LISTED ENTRIES:
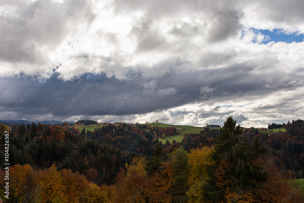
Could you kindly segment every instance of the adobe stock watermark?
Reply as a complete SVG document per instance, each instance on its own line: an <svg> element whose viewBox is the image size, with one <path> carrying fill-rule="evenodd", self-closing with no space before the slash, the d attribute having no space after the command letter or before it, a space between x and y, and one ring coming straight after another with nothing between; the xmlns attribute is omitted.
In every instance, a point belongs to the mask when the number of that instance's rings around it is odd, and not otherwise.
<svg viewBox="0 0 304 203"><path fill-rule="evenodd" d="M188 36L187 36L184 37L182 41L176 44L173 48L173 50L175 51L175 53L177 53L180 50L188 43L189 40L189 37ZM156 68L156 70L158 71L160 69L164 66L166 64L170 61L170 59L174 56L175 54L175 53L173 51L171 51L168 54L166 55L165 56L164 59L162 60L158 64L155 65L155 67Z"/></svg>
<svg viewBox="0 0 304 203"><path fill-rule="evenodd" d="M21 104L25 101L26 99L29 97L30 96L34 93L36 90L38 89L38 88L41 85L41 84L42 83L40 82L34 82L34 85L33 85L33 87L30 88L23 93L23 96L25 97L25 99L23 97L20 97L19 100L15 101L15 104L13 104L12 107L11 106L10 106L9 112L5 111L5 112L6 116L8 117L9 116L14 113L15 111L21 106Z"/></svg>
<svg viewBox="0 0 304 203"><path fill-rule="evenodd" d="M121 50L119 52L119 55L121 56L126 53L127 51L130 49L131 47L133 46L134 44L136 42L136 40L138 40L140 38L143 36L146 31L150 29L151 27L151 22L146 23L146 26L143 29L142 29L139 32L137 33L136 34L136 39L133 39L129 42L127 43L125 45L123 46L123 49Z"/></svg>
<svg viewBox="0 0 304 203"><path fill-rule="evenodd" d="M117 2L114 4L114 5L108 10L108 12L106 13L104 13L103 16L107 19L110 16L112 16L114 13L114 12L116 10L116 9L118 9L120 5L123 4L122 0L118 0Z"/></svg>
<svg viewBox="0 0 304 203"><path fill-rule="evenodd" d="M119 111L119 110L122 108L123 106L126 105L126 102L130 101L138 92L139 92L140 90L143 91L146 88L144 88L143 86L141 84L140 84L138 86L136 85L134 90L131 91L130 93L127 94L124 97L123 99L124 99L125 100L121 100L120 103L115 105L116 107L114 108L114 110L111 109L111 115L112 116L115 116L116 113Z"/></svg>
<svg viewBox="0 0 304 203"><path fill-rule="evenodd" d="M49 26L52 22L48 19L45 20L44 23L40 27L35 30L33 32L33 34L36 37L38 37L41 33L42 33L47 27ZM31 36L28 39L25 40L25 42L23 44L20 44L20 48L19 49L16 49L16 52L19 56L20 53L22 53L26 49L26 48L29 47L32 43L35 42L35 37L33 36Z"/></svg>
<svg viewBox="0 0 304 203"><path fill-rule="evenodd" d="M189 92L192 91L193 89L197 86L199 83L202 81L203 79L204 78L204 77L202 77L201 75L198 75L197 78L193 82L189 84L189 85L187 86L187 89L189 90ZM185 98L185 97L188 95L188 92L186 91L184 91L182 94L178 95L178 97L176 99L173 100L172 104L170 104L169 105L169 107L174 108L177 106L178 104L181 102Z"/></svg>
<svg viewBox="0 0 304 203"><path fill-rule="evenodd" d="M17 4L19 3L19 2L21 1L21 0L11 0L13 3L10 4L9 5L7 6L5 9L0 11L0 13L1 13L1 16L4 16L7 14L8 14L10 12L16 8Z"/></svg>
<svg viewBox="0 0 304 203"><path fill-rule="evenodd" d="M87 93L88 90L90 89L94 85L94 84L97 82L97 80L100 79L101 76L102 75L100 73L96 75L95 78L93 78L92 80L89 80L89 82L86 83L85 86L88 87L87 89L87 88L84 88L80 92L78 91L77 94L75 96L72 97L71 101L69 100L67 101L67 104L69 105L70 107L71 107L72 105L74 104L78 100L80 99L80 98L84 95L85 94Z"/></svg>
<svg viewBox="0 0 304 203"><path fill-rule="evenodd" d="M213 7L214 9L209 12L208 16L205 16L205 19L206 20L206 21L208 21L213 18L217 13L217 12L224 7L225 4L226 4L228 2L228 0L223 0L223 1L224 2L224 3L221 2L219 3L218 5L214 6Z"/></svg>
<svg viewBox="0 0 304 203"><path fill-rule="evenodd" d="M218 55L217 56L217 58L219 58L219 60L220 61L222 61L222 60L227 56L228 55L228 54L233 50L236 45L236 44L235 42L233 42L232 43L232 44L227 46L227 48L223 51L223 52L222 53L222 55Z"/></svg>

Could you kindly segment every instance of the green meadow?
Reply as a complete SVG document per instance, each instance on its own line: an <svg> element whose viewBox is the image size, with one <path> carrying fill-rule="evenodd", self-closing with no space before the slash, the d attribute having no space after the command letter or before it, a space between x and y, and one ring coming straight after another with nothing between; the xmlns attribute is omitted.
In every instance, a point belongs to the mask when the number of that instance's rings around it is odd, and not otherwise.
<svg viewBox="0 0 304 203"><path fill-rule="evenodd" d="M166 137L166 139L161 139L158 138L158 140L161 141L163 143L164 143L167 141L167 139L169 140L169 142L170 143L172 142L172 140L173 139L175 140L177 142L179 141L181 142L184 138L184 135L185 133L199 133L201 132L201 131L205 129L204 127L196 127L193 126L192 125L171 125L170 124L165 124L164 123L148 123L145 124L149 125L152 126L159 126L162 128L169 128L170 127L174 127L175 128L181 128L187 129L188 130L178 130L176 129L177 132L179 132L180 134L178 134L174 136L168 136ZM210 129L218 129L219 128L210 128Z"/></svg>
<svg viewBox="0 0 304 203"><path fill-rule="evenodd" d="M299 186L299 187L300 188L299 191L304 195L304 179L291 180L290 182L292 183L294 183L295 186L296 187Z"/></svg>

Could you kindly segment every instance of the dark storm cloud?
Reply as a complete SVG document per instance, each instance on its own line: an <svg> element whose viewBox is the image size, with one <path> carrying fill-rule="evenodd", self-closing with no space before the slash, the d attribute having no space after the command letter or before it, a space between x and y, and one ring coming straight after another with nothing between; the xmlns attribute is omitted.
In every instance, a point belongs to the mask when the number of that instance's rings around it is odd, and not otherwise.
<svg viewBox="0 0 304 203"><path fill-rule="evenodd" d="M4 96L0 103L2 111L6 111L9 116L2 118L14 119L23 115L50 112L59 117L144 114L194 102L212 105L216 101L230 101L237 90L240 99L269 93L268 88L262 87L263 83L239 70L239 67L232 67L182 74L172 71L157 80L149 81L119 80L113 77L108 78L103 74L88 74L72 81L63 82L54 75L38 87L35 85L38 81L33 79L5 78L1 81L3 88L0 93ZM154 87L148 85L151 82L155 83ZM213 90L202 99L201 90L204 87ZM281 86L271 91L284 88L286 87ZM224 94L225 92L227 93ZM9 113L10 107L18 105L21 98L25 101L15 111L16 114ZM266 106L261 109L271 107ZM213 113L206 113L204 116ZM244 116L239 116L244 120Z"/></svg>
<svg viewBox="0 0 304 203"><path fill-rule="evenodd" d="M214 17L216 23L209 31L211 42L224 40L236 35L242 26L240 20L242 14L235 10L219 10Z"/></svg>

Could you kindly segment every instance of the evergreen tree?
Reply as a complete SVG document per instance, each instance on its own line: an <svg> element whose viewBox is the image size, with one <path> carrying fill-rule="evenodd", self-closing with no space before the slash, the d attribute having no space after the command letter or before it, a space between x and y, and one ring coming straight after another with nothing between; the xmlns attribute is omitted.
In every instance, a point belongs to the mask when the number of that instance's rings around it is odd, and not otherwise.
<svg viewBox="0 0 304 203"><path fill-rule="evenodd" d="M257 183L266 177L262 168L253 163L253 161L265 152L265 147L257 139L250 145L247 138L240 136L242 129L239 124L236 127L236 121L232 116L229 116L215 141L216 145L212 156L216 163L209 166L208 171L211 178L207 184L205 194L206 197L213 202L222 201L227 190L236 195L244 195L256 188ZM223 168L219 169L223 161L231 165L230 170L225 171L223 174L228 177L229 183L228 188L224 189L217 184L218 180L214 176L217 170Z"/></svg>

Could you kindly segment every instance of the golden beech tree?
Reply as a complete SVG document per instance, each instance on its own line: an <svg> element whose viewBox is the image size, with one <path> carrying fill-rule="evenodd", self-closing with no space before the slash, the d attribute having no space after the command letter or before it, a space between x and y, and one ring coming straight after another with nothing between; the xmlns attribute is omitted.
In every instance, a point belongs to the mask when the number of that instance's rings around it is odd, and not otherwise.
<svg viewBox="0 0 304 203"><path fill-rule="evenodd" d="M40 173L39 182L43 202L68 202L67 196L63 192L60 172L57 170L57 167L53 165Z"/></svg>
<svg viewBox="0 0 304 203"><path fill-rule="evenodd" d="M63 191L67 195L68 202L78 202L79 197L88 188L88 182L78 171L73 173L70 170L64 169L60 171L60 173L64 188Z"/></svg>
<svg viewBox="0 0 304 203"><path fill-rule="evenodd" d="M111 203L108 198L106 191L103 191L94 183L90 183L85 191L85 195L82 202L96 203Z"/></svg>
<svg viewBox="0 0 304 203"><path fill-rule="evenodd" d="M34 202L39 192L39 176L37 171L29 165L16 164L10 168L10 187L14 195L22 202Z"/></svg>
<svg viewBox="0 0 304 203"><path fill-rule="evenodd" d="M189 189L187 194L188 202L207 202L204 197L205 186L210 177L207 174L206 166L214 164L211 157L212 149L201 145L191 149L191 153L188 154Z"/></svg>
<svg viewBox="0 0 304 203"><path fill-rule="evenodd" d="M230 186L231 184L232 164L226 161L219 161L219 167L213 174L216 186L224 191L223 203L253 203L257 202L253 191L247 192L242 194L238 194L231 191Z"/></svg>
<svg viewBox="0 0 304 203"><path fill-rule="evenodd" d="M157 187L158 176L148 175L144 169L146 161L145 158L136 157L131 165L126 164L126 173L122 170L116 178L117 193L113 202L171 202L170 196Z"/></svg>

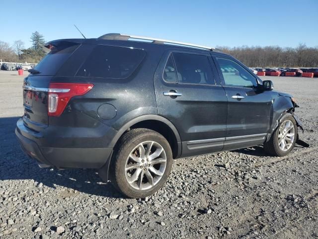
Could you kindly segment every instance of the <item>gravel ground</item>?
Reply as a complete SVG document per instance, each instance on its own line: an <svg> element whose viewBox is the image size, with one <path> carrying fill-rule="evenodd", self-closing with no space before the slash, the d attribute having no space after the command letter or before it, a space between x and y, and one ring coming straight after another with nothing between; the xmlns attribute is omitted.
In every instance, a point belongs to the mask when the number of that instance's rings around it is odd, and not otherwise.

WRITTEN INSTRUCTION:
Copy the entries word for word, from the beginning through the line that contains "111L119 110L122 108L123", and leave out the pictures.

EXERCISE RESULT:
Could you kindly segment every instance of the adobe stock watermark?
Reply as a complete SVG document per instance, each instance on its own line: an <svg> element whose viewBox is the image size, with one <path> carrying fill-rule="evenodd", self-closing with no space before the slash, the d attribute having no space after the command letter or before it, a space between x and y, and one ring coming straight after another with nothing between; the xmlns attribute is omitted.
In every instance, a point belongs to the mask when the number of that instance's rings around it is odd, and not otherwise.
<svg viewBox="0 0 304 203"><path fill-rule="evenodd" d="M188 36L187 36L184 37L182 41L176 44L173 48L173 50L175 51L175 53L177 53L180 50L188 43L189 40L189 37ZM156 68L156 70L158 71L160 69L164 66L166 64L170 61L170 59L174 56L175 54L175 53L173 51L171 51L168 54L166 55L165 56L164 59L162 60L158 64L155 65L155 67Z"/></svg>
<svg viewBox="0 0 304 203"><path fill-rule="evenodd" d="M21 104L25 101L26 99L29 97L30 96L34 93L36 90L38 89L38 88L41 85L41 84L42 83L40 82L34 82L34 85L33 85L33 87L30 88L23 93L23 96L25 97L25 99L23 97L20 97L19 100L15 101L15 104L13 104L12 107L11 106L10 106L9 112L5 111L5 112L6 116L8 117L9 116L14 113L15 111L21 106Z"/></svg>
<svg viewBox="0 0 304 203"><path fill-rule="evenodd" d="M121 50L119 52L119 55L121 56L126 53L127 51L130 49L131 47L133 46L134 44L136 42L136 40L138 40L140 38L143 36L146 31L150 29L151 27L151 22L146 23L146 26L143 29L142 29L139 32L137 33L136 34L136 39L133 39L129 42L127 43L125 45L123 46L123 49Z"/></svg>
<svg viewBox="0 0 304 203"><path fill-rule="evenodd" d="M117 2L114 4L114 5L108 10L108 12L106 13L104 13L103 16L107 19L110 16L112 16L114 13L114 12L116 10L116 9L118 9L120 5L123 4L122 0L118 0Z"/></svg>
<svg viewBox="0 0 304 203"><path fill-rule="evenodd" d="M119 111L119 110L122 108L123 106L126 105L126 102L130 101L138 92L139 92L140 90L143 91L146 88L144 88L143 86L141 84L140 84L138 86L136 85L134 90L131 91L130 93L127 94L124 97L123 99L124 99L125 100L121 100L120 103L115 105L116 107L114 108L114 110L111 109L111 115L112 116L115 116L116 113Z"/></svg>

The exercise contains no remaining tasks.